[Dataset extract]:
------

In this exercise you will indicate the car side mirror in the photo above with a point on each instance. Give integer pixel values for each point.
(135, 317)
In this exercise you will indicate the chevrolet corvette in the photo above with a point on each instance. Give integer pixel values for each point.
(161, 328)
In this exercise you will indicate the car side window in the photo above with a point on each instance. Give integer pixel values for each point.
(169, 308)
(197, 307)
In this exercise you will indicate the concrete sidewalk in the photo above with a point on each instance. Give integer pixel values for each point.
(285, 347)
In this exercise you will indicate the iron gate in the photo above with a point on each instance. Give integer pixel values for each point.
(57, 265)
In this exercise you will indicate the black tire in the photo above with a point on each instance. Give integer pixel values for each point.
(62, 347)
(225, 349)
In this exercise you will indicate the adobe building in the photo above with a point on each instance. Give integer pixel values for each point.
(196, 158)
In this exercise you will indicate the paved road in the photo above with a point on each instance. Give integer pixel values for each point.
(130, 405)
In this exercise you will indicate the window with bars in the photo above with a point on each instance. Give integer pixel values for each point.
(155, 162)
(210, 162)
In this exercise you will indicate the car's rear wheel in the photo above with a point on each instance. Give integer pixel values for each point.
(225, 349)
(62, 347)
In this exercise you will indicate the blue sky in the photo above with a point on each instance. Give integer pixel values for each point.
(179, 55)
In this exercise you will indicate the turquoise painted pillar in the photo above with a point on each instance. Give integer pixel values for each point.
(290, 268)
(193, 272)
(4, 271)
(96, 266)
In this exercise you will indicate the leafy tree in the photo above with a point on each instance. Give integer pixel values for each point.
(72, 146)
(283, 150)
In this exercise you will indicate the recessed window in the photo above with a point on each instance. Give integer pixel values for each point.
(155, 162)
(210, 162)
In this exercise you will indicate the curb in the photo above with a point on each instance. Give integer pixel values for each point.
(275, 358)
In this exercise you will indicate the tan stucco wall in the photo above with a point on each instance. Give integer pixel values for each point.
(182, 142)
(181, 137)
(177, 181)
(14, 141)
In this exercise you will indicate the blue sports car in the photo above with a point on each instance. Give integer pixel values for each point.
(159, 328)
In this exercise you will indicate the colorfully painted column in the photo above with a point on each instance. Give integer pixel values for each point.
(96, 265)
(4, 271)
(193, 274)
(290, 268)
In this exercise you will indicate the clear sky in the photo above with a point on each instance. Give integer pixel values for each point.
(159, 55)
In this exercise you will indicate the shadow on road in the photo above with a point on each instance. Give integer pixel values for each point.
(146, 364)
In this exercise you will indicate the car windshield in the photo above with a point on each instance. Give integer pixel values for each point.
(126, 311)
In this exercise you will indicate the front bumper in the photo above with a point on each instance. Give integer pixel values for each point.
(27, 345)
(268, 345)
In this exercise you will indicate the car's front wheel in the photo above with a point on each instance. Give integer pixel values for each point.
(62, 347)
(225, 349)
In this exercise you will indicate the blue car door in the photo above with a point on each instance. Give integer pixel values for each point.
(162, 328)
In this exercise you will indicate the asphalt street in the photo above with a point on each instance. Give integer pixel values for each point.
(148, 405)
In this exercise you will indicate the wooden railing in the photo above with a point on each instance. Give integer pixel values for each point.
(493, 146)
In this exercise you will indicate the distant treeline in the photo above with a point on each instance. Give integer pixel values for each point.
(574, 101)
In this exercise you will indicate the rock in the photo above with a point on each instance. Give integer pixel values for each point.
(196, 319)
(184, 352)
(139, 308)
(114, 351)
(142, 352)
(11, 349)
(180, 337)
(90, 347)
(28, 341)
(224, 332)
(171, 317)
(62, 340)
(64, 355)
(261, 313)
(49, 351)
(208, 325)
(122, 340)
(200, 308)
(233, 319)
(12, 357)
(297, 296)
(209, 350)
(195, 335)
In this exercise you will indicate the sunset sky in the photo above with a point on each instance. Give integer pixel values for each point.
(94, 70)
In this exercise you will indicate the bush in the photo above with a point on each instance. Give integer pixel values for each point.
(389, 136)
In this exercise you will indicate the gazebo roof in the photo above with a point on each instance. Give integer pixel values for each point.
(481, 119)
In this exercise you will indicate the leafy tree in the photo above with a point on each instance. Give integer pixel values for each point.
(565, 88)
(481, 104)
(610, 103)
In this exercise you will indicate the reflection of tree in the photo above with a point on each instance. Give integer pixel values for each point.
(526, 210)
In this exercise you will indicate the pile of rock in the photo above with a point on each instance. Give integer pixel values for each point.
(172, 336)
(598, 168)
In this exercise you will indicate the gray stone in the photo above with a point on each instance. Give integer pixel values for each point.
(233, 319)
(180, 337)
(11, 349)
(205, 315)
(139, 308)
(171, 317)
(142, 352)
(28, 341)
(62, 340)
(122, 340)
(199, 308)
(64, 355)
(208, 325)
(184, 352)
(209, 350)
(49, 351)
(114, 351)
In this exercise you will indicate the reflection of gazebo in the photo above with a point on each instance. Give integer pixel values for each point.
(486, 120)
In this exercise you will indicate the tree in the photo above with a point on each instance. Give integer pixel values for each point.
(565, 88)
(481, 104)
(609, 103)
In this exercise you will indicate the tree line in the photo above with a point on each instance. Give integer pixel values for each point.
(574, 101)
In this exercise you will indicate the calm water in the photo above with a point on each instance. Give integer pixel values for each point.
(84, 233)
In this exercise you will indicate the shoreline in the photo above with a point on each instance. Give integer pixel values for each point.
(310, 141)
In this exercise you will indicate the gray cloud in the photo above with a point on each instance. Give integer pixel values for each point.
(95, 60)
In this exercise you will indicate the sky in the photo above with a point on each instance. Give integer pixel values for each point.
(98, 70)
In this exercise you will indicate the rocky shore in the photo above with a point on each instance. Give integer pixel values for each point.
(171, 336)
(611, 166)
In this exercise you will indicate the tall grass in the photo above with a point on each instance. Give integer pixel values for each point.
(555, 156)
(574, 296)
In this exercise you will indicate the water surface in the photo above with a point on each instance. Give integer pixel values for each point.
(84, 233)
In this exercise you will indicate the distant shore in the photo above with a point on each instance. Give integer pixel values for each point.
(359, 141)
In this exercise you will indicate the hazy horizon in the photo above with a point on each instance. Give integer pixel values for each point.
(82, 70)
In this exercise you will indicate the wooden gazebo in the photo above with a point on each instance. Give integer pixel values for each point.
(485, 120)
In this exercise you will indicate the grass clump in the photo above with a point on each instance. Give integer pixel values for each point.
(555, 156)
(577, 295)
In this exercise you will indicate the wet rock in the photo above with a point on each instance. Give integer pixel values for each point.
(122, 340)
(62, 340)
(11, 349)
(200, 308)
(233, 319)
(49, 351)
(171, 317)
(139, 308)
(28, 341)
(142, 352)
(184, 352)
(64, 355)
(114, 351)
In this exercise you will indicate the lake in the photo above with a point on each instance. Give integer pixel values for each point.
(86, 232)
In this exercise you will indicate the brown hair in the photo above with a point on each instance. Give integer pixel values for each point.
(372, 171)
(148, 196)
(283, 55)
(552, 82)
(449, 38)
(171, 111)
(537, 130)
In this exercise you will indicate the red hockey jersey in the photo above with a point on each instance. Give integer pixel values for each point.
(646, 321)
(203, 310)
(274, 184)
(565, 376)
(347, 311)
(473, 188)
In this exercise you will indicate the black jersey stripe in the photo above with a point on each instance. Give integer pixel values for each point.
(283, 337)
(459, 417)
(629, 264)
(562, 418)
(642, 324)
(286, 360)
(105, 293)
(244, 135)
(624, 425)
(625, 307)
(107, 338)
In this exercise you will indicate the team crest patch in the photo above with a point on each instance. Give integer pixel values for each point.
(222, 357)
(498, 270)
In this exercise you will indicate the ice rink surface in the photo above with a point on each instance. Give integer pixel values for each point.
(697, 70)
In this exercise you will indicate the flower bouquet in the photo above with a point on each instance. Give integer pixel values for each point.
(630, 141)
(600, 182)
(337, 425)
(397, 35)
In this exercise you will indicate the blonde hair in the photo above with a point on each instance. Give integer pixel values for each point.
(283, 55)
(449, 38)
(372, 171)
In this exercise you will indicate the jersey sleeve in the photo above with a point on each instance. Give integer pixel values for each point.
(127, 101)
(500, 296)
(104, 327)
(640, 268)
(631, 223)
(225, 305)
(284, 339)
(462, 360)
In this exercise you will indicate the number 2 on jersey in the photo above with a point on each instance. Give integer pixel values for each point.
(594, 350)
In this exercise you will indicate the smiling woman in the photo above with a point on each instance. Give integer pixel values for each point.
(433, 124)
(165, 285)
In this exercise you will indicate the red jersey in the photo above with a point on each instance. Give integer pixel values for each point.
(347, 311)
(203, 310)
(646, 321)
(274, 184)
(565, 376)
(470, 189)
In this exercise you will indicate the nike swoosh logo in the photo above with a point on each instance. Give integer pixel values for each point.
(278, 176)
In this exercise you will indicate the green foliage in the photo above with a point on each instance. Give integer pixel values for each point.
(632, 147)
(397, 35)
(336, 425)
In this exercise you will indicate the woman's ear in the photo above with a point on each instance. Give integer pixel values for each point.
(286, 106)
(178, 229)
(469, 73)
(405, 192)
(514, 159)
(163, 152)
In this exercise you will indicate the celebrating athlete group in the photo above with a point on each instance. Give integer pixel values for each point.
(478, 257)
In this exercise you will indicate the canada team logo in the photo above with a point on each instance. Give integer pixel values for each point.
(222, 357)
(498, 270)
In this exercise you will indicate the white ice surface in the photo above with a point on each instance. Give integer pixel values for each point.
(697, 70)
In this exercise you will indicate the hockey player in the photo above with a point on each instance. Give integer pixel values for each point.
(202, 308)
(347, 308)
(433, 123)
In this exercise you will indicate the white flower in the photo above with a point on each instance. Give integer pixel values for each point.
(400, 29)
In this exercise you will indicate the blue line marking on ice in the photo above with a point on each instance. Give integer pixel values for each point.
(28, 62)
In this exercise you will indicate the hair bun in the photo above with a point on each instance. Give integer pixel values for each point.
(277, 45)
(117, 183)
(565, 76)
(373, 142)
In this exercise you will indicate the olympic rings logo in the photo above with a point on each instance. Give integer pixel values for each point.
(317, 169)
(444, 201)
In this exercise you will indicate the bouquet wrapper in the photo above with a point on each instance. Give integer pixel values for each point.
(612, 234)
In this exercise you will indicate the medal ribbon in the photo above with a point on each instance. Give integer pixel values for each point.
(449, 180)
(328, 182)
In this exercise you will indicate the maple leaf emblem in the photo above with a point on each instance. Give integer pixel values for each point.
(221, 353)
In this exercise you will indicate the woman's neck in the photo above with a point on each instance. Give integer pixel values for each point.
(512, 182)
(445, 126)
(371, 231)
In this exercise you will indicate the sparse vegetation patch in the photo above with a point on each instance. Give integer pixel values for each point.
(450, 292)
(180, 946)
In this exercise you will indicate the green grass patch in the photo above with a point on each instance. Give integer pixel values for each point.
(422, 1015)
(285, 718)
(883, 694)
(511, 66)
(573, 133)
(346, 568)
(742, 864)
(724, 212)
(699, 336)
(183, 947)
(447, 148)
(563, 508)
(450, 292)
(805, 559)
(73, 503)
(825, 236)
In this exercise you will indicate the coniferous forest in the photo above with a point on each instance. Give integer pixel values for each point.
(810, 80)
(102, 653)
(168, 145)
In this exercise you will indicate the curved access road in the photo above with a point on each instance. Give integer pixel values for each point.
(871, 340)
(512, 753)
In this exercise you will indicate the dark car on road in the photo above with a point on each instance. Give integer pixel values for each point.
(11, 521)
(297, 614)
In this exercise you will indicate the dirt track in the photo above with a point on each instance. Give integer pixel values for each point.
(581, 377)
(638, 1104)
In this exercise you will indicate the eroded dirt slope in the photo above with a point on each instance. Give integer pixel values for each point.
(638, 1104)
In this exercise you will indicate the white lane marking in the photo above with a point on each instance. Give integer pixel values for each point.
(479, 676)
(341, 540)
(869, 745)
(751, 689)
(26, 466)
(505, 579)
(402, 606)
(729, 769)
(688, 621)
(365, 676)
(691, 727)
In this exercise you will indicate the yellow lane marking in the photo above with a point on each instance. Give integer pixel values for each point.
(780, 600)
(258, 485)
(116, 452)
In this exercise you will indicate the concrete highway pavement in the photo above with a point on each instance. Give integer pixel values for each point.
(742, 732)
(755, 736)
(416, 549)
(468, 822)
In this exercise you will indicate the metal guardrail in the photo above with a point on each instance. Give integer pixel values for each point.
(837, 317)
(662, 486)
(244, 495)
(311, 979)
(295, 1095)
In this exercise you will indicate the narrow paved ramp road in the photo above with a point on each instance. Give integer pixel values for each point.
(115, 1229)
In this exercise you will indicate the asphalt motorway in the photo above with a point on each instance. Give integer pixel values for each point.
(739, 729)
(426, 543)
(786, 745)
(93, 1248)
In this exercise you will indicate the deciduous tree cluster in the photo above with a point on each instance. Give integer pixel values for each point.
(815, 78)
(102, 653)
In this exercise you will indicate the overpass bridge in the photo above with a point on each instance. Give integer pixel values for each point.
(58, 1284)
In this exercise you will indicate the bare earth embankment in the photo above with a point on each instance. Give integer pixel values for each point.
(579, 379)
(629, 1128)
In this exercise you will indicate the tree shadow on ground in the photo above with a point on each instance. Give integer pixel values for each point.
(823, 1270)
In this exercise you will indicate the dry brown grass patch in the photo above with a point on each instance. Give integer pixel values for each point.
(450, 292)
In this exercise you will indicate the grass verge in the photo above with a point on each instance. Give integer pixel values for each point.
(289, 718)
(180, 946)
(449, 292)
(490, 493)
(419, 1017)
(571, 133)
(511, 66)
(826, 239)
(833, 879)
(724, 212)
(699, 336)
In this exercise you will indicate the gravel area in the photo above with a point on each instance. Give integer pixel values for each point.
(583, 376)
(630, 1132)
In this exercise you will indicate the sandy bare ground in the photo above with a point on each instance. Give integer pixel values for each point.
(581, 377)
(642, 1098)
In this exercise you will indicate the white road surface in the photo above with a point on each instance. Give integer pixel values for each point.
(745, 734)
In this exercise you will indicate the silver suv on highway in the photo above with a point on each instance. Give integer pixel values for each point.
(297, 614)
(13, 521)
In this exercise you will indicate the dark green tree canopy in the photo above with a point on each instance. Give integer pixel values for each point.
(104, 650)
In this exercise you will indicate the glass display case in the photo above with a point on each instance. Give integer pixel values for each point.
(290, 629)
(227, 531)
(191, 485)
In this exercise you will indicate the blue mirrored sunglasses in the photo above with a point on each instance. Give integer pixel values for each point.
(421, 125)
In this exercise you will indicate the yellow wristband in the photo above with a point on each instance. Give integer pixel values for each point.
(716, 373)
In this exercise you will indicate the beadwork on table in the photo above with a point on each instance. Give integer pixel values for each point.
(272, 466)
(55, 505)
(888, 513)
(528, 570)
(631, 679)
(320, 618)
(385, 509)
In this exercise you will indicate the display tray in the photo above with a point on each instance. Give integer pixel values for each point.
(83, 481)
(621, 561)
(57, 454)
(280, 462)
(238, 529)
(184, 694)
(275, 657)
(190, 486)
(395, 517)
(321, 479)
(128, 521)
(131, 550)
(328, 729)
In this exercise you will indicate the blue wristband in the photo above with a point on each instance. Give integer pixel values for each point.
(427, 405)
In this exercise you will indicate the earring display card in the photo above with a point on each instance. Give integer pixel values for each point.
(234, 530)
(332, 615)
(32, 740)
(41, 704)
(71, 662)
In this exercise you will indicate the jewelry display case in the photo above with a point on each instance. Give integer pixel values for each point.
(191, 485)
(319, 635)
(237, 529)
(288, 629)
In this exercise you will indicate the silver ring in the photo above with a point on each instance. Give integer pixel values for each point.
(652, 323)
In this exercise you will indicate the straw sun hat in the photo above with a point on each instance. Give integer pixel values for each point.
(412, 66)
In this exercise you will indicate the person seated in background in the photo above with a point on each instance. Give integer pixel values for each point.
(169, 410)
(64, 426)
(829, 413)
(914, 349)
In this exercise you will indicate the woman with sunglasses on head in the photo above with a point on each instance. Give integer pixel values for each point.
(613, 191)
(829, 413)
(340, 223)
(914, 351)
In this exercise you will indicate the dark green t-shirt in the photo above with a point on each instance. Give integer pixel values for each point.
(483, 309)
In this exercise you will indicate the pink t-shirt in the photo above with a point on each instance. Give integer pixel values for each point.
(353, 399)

------

[Prompt]: Reproduce the records starting at the line containing "In this exercise you will indicate the gravel" and ending with the line containing "(642, 1098)", swapping "gravel area" for "gravel patch" and leaving everything else as it is.

[Finished exercise]:
In this exercise you will indicate the gravel patch in the photo above with a point on each instance. Give integer pixel values for each point.
(583, 376)
(630, 1132)
In this exercise you will indicate the sandy bare ground in the photo above with a point on each instance. Give integer pixel values for each point.
(581, 377)
(642, 1098)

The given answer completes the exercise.